● **Problem details**: Count the lines in the items below that contain the string "cloud" and reply with that number alone.

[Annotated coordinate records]
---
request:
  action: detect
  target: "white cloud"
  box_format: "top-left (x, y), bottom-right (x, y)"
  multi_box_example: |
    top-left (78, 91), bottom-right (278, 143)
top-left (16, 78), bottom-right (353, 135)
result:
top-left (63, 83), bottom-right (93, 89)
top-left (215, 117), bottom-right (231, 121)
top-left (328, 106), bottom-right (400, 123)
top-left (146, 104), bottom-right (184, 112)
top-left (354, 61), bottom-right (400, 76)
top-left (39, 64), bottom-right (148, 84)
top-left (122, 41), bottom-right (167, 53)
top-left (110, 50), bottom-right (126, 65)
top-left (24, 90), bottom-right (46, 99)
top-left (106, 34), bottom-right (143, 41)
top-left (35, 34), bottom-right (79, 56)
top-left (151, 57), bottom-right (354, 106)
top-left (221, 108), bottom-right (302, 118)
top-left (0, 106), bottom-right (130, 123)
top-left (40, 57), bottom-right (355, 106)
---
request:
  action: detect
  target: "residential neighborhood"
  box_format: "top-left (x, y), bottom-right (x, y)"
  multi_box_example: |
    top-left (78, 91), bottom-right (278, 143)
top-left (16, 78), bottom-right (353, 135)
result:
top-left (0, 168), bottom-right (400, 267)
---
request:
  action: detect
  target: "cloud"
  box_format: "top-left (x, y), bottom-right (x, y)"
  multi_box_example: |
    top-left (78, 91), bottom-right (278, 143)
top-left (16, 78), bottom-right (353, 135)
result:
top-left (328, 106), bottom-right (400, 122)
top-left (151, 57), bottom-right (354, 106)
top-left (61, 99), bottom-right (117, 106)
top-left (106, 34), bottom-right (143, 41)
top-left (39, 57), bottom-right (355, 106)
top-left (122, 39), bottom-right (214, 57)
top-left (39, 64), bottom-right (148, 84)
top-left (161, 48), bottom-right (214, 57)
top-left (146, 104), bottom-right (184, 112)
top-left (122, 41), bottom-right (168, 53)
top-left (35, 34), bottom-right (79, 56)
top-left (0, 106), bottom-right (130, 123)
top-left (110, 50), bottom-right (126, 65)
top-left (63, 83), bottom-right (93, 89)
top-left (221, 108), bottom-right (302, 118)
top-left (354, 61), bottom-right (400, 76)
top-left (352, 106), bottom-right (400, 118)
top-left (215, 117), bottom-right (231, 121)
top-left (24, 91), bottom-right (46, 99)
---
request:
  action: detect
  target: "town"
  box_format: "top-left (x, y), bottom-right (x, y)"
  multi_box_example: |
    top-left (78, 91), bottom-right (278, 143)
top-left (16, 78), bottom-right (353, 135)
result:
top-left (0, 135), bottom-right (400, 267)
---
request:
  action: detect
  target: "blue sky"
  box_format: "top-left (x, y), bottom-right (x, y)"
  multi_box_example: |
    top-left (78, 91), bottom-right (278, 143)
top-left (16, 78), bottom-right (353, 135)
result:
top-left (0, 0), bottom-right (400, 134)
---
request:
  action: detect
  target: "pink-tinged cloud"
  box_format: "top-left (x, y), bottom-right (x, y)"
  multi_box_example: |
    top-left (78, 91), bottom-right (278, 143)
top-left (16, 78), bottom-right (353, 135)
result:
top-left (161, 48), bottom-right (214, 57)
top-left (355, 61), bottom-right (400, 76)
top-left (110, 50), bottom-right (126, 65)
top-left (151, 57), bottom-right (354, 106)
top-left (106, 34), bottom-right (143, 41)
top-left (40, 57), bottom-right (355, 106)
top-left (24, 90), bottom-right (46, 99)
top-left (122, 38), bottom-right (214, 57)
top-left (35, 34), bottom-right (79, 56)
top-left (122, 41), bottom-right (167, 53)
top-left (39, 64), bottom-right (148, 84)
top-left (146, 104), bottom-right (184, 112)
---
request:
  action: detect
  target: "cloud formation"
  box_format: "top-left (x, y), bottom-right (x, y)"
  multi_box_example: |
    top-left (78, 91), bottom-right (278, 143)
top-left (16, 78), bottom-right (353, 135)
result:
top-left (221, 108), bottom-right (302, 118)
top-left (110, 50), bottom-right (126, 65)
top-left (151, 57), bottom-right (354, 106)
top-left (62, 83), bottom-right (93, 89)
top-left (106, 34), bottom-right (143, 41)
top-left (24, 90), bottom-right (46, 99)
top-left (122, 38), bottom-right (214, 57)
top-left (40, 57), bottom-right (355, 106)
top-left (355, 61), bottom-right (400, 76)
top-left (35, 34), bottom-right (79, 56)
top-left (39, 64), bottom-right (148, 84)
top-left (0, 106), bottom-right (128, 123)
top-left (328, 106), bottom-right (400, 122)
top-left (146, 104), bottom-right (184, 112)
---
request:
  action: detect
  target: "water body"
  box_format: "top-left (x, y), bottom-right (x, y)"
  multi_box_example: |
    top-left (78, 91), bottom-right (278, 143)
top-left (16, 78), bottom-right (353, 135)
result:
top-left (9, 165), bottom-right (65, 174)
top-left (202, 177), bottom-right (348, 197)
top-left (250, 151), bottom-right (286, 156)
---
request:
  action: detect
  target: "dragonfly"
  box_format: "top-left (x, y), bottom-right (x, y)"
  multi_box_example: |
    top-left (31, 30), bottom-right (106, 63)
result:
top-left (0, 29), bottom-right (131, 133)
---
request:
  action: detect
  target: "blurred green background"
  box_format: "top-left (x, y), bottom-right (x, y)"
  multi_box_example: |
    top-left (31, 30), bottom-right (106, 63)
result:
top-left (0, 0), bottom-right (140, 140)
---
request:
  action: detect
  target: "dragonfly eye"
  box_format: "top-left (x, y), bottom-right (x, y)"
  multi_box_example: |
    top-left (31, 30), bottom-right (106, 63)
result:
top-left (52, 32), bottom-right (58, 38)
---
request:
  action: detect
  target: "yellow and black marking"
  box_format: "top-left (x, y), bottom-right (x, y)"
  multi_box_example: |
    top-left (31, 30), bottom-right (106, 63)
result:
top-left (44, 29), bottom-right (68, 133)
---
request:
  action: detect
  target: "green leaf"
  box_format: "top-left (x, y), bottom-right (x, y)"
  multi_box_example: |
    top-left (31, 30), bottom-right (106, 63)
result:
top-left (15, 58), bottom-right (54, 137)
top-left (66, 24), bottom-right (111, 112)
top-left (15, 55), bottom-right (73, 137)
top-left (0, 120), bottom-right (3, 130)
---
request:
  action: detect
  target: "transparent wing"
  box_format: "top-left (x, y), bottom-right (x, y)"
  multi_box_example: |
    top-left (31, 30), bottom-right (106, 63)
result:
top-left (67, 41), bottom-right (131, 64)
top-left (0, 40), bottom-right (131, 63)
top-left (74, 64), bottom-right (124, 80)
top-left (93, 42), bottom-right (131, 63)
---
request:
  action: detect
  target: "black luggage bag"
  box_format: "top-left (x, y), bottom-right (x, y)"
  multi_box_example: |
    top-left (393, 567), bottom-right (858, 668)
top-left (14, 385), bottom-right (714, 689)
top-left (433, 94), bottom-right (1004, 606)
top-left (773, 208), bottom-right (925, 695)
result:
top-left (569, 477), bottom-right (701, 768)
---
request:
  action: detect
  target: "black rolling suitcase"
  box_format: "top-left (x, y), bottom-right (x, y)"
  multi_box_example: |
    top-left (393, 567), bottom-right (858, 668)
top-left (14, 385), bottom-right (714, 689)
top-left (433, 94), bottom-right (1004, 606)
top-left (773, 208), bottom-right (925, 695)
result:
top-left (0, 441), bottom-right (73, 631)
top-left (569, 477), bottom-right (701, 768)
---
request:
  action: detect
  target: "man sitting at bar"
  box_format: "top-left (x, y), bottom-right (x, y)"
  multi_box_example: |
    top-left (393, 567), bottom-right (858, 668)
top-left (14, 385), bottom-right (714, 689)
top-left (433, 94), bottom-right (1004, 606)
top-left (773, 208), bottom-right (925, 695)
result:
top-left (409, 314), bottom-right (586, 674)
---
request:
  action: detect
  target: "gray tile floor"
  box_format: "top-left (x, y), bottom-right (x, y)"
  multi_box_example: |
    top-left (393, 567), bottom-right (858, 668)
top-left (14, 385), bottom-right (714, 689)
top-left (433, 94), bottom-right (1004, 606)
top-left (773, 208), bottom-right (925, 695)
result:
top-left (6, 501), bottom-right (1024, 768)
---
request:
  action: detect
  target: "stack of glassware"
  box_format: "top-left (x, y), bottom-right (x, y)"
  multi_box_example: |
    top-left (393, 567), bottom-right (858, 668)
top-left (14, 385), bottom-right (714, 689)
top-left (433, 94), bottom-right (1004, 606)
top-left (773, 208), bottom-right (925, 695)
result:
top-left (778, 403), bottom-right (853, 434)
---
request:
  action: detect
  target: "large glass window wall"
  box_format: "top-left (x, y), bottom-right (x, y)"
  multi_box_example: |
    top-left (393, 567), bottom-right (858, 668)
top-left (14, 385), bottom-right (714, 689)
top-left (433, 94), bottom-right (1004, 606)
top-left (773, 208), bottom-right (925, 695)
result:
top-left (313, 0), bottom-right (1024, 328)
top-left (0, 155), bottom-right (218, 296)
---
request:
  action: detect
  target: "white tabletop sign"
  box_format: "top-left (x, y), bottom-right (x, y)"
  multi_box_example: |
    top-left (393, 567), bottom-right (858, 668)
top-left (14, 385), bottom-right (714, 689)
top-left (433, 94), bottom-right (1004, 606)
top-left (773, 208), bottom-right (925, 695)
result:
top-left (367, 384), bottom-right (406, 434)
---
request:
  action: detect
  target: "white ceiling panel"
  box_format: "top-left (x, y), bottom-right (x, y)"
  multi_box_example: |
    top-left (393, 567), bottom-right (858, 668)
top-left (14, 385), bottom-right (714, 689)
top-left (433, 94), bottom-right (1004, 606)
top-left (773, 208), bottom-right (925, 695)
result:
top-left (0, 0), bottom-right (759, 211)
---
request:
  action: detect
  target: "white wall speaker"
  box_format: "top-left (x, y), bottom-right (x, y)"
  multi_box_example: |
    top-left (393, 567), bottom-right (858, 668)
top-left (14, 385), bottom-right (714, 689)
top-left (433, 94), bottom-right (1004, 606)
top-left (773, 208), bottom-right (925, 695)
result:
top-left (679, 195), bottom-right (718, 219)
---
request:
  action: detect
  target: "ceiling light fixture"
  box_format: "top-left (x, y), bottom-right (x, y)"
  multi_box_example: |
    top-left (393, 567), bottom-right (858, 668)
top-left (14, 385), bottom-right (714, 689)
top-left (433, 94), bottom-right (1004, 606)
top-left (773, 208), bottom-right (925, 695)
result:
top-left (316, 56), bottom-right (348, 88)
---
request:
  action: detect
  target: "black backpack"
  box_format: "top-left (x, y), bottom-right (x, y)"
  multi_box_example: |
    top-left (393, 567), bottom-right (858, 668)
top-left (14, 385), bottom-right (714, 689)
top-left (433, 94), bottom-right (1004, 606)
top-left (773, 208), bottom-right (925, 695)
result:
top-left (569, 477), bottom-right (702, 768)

● **The response**: 4